▶ _What you have to do_: Can you change "Drop a point" to "Place a marker" throughout the records below, leaving every other word as it is, and omit the pictures from your answer?

[Stored data]
'''

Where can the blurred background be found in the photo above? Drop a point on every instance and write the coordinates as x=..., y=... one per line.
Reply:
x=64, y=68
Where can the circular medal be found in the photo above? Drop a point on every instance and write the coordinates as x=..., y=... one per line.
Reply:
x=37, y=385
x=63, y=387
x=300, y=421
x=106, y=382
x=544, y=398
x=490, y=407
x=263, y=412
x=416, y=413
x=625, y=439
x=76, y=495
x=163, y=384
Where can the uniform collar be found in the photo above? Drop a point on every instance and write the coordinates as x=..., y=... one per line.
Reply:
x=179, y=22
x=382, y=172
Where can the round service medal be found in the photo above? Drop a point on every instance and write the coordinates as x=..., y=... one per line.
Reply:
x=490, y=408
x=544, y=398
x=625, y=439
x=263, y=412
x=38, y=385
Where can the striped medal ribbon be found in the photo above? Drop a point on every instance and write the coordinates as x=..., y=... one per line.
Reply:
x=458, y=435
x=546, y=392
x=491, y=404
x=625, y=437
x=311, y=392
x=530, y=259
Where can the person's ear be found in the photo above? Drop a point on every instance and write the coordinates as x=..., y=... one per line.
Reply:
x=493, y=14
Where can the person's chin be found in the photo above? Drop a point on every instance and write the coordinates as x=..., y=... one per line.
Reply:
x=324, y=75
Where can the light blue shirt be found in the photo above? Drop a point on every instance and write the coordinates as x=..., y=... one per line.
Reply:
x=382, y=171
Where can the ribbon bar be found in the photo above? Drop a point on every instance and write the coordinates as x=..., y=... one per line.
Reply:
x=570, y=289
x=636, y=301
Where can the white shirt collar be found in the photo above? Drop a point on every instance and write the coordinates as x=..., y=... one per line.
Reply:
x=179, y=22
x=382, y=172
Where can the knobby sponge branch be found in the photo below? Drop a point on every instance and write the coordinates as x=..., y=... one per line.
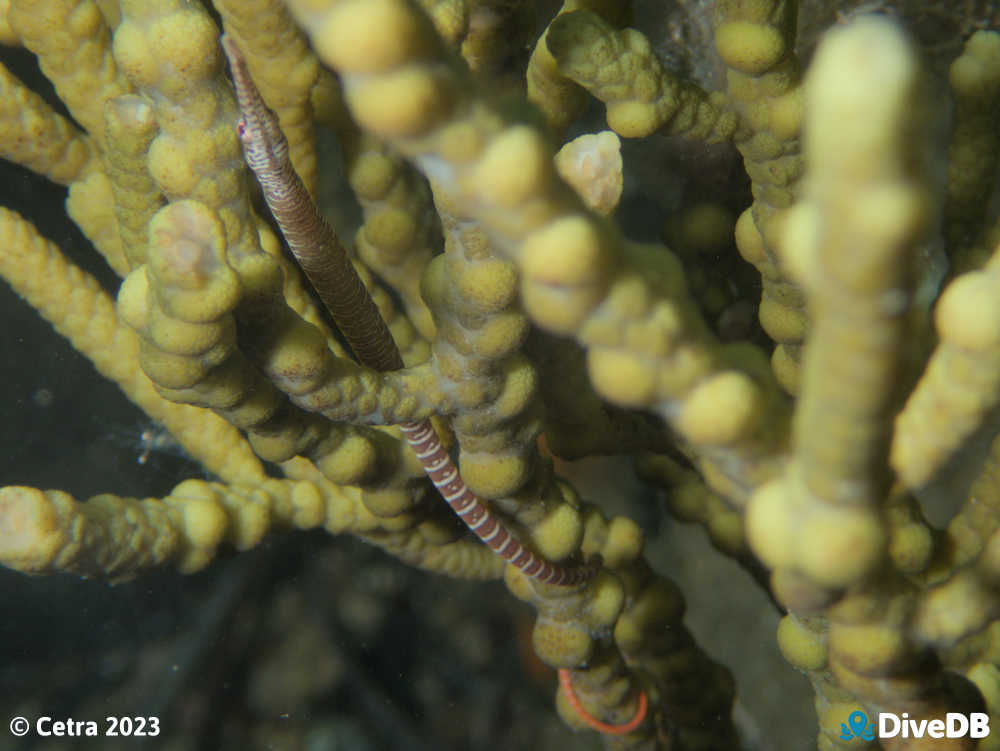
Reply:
x=241, y=365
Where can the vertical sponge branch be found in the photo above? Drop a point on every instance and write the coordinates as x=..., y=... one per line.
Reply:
x=866, y=207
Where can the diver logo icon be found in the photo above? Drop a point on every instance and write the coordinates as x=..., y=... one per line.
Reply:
x=860, y=728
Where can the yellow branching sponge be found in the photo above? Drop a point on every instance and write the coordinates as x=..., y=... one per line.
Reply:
x=866, y=209
x=642, y=97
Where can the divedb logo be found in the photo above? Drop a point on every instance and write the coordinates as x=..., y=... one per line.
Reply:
x=890, y=725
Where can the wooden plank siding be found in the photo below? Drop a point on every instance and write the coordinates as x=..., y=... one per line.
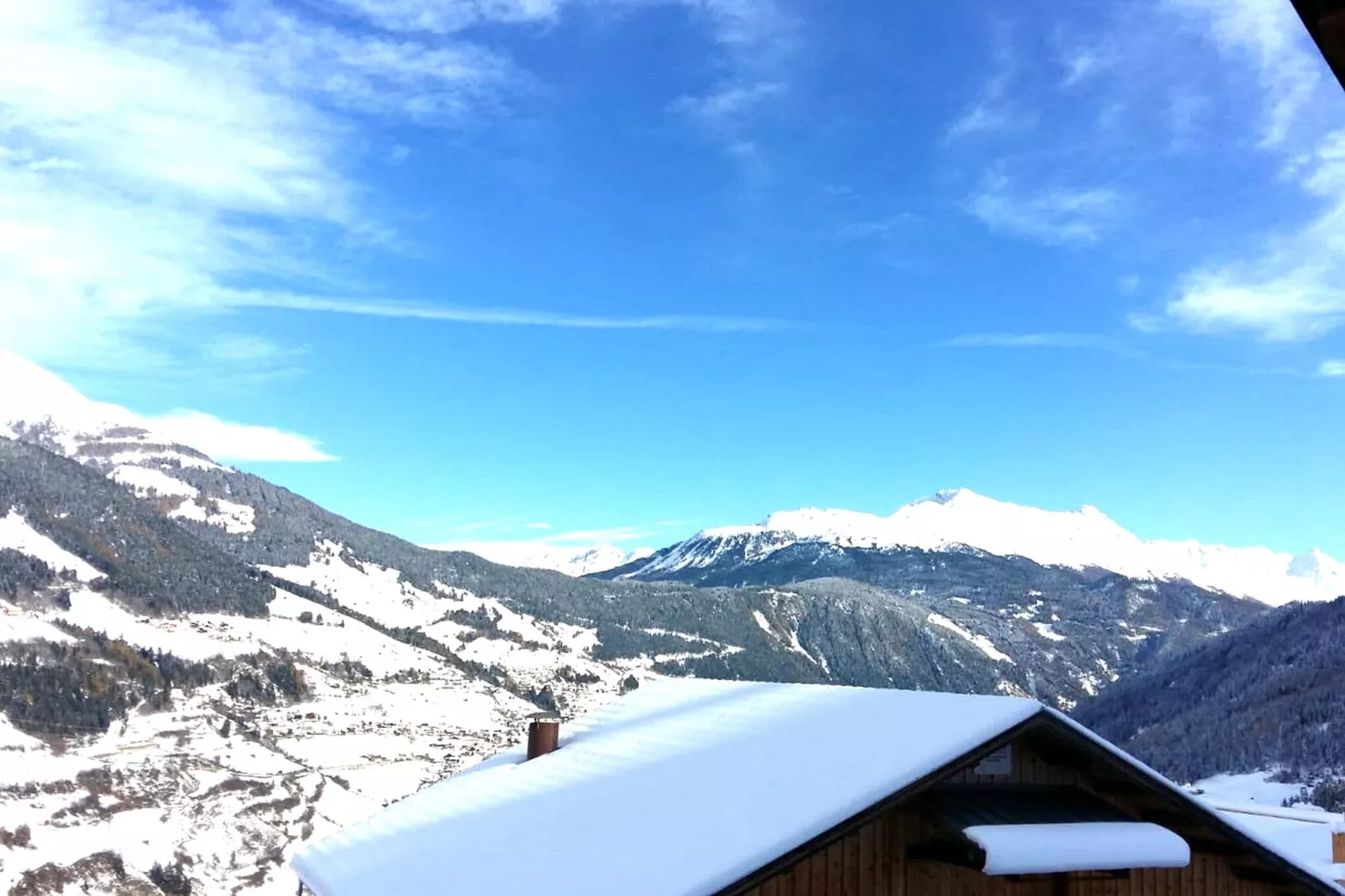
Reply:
x=872, y=858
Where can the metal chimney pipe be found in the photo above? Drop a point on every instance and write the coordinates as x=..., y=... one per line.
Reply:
x=544, y=734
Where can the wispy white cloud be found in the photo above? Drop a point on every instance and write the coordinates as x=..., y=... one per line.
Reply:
x=508, y=317
x=1270, y=37
x=151, y=155
x=155, y=157
x=448, y=17
x=993, y=106
x=877, y=229
x=1056, y=215
x=234, y=441
x=756, y=41
x=1034, y=341
x=1294, y=290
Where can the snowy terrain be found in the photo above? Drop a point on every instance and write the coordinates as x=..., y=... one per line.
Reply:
x=1080, y=538
x=228, y=787
x=545, y=554
x=1255, y=805
x=140, y=455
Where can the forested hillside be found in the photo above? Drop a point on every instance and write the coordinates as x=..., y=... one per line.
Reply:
x=1271, y=693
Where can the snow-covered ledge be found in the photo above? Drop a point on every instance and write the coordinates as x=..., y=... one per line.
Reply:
x=1045, y=849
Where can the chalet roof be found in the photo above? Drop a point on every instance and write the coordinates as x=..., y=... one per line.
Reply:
x=679, y=787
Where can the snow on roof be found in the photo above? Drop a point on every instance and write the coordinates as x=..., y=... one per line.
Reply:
x=679, y=787
x=1049, y=849
x=1322, y=872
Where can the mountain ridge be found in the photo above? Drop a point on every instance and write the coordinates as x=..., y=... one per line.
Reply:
x=961, y=518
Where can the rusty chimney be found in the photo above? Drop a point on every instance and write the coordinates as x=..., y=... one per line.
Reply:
x=544, y=734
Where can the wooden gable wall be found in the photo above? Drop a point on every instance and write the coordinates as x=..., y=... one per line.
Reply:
x=870, y=858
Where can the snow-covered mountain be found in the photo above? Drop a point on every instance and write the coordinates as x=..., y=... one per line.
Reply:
x=956, y=519
x=545, y=554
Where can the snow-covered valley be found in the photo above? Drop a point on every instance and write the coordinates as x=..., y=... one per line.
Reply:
x=202, y=669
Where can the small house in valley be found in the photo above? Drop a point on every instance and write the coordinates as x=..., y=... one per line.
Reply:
x=698, y=787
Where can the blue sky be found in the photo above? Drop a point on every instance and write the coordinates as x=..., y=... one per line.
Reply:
x=532, y=268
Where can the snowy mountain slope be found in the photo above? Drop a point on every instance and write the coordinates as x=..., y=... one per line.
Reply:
x=1080, y=540
x=1273, y=689
x=543, y=554
x=39, y=408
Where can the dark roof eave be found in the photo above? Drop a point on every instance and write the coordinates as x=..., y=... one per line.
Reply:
x=1056, y=723
x=1325, y=22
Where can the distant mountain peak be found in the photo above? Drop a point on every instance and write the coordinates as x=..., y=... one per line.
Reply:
x=1082, y=538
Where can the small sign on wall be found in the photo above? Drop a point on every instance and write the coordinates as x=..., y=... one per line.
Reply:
x=997, y=763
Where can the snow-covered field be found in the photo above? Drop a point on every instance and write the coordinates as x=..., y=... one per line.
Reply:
x=1254, y=803
x=1079, y=538
x=228, y=787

'''

▶ _Answer to the task_:
Where can the blurred background be found in the photo above? Place a marker on every instance and write the coordinates as x=..., y=... one per line.
Reply:
x=64, y=68
Where can the circular medal be found in the photo above? Place a marker on every instance and write the coordinates as x=..., y=... one per line.
Reply:
x=37, y=385
x=63, y=387
x=300, y=421
x=106, y=382
x=544, y=398
x=490, y=407
x=263, y=412
x=416, y=413
x=625, y=439
x=76, y=495
x=163, y=384
Where can the uniform collar be found in the photo above? Place a marker on every instance and write the coordinates as x=..., y=... one per line.
Reply:
x=179, y=22
x=382, y=172
Where can the round service medal be found in the photo above? Place a marker on every instance and write the coordinates as x=..., y=... one per line.
Reply:
x=490, y=408
x=544, y=398
x=625, y=439
x=263, y=412
x=38, y=385
Where can the striped medal ribbon be found in the photo above? Place a marker on every instance and write the coordinates as x=..., y=... one per line.
Reply:
x=458, y=435
x=546, y=392
x=491, y=404
x=625, y=437
x=311, y=392
x=530, y=259
Where can the person's ear be found in the photo above? Place a marker on every instance and write the coordinates as x=..., y=... one per line.
Reply:
x=493, y=14
Where can the person's chin be found in the photo above? Place a marker on every instance and write the coordinates as x=..., y=... one per line.
Reply:
x=324, y=75
Where can the light blue shirt be found in the photo above? Place a marker on every instance and write the coordinates as x=..., y=... one per line.
Reply:
x=382, y=171
Where can the ribbon bar be found in the photo above? Place a marker on every instance and write the coordinates as x=..., y=... one per line.
Reply:
x=570, y=289
x=636, y=301
Where can the white shirt collar be found in the photo above? Place a marker on every instance and write the coordinates as x=..., y=... one per line.
Reply:
x=179, y=22
x=382, y=172
Where can the knobby sponge branch be found in the photo below? Place a marker on every instance and write the coordinates as x=..., y=... one per line.
Reply:
x=241, y=365
Where can the vertical sponge branch be found in the photo above? Place a marker on every instance and write the coordinates as x=..., y=... one per line.
Reply:
x=866, y=207
Where can the diver logo icon be found in the photo above? Place a marker on every instance and write the coordinates as x=..., y=... one per line.
Reply:
x=860, y=728
Where can the yellow branching sponge be found in the photo above? Place a marker on every instance and write the coordinates as x=..., y=... one per line.
Reply:
x=866, y=209
x=642, y=97
Where can the divedb logo be found in the photo above? Place a marker on every instance and write the coordinates as x=..., y=... one per line.
Reply:
x=890, y=725
Where can the wooden plank siding be found in the photo below? Place a marker on every instance and write the coordinates as x=..., y=... one per line.
Reply:
x=872, y=858
Where can the metal chimney pipe be found in the photo above? Place a marker on every instance and write the coordinates as x=..., y=... one per line.
Reply:
x=544, y=734
Where can the wispy white cloud be found in the photo above? Place a marker on every instance and write the coordinates as x=..., y=... one per line.
Reply:
x=508, y=317
x=1270, y=37
x=151, y=155
x=155, y=157
x=448, y=17
x=993, y=106
x=877, y=229
x=1056, y=215
x=234, y=441
x=756, y=41
x=1034, y=341
x=1294, y=290
Where can the snowy terrain be found in the photo above? Place a marker on every instance and write the coordinates as x=..., y=... one per line.
Reply:
x=1080, y=538
x=228, y=787
x=545, y=554
x=1255, y=805
x=140, y=455
Where can the forested hillside be found in the photo above? Place a marker on every instance and write the coordinates as x=..., y=... one per line.
Reply:
x=1271, y=693
Where can the snow-covered ledge be found in the photo above? Place a marker on every instance and write the coordinates as x=..., y=... one per line.
Reply:
x=1045, y=849
Where can the chalet roof be found in the photo above? Place a marker on every instance and write the coordinates as x=..., y=... one per line.
Reply:
x=679, y=787
Where can the snow on roof be found in the photo above? Place a marker on every instance and write the coordinates as x=..., y=... one per line.
Reply:
x=679, y=787
x=1049, y=849
x=1322, y=872
Where can the mountain ridge be found in the photo above? Place a marker on every instance and write the coordinates as x=..., y=... one per line.
Reply:
x=961, y=518
Where can the rusty chimney be found in the photo above? Place a marker on every instance and write the coordinates as x=..., y=... one per line.
Reply:
x=544, y=734
Where can the wooden gable wall be found in the photo above? Place a marker on every instance and write the coordinates as x=..., y=... one per line.
Reply:
x=870, y=858
Where can the snow-covered mountain be found in the photo above? Place a marker on every instance and write the coordinates as x=..., y=... one per line.
Reply:
x=956, y=519
x=545, y=554
Where can the snow-covered valley be found in the photo above? Place a marker on every instance and write the coordinates as x=..., y=... one per line.
Reply:
x=202, y=669
Where can the small house in valley be found in the photo above? Place a marker on every instance and write the coordinates as x=..., y=... one per line.
Reply:
x=698, y=787
Where can the blue sky be found in the photo above? Place a marker on every instance and write the coordinates as x=..., y=... one per line.
Reply:
x=532, y=268
Where can the snowy mountain slope be found in the photo above? Place a marker on every instance and write the coordinates as x=..., y=... one per line.
Reply:
x=1080, y=540
x=1273, y=689
x=543, y=554
x=39, y=408
Where can the dark roof eave be found in the photo above? Place a marker on every instance and write the coordinates as x=..., y=... one per line.
Reply:
x=1056, y=723
x=1325, y=22
Where can the distant mountain peak be found in the photo above? Place a marker on every instance and write the coordinates as x=..., y=... one per line.
Reply:
x=1082, y=538
Where can the small sign on wall be found in the photo above? Place a marker on every instance and write the coordinates as x=..., y=... one per line.
Reply:
x=997, y=763
Where can the snow-covered field be found in the photo above? Place a marker on every instance and write the coordinates as x=..., y=... one per line.
Reply:
x=1254, y=803
x=1079, y=538
x=228, y=787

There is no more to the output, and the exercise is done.